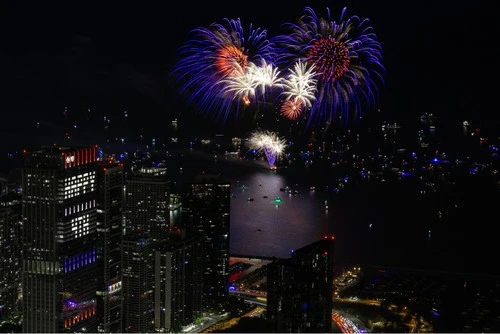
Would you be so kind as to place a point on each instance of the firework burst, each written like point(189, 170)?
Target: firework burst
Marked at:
point(215, 63)
point(267, 142)
point(347, 60)
point(299, 88)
-- -- --
_TASK TO CARRY OUT:_ Can you write out every item again, requests included, with each coordinate in the marked points offset by 66 and the numbers in the requests left unchanged? Leave the pictures out.

_ANSWER TO THE PROBLEM:_
Would you be so kind as to place a point on each instance of the firework burst, each written like point(189, 170)?
Target: firework burst
Marked at:
point(281, 129)
point(333, 208)
point(413, 126)
point(365, 154)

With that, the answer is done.